STATED PROBLEM
Reproduce the rows from the start through the line containing "356,247 -> 383,266", keeping the requests, and shift every bounding box coordinate in the answers up by 4.

### ITEMS ###

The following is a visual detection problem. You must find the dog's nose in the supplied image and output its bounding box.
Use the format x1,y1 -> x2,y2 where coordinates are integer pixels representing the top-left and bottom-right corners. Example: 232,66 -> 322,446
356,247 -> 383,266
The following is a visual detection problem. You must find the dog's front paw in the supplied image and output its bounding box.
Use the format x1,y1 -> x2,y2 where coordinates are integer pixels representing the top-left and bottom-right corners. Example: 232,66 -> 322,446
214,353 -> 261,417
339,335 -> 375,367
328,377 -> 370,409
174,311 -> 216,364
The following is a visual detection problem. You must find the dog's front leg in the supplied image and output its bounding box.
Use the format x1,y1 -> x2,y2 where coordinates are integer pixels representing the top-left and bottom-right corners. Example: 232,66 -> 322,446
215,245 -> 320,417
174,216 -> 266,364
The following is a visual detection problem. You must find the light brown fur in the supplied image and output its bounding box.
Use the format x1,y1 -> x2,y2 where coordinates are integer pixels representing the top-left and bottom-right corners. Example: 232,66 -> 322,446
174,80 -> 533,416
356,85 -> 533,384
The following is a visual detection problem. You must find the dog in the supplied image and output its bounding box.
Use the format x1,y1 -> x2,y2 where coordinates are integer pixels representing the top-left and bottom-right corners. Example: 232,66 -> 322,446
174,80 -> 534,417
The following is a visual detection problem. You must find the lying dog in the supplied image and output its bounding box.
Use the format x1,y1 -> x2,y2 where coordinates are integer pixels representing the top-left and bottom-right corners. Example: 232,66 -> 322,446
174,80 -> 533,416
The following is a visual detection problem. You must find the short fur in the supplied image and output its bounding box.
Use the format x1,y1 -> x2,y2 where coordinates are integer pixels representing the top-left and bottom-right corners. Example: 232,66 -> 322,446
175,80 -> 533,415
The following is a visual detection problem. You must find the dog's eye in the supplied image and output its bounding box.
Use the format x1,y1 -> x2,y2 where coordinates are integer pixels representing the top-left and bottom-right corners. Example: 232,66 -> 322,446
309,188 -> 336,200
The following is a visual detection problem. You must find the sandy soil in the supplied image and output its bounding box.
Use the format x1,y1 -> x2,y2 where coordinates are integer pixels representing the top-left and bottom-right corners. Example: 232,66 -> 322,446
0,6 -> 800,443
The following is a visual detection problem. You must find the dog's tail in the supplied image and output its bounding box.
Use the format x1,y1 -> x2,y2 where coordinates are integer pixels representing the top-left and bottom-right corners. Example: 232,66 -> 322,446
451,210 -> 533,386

###

OUTPUT FOR THIS EXERCISE
The following is a visual detection problem. You must find the dog's nose in the supplied image and output its bounding box.
Use the format x1,y1 -> x2,y2 where coordinates are integer pixels representing the top-left and bottom-right corners. Example: 232,66 -> 322,446
360,251 -> 387,270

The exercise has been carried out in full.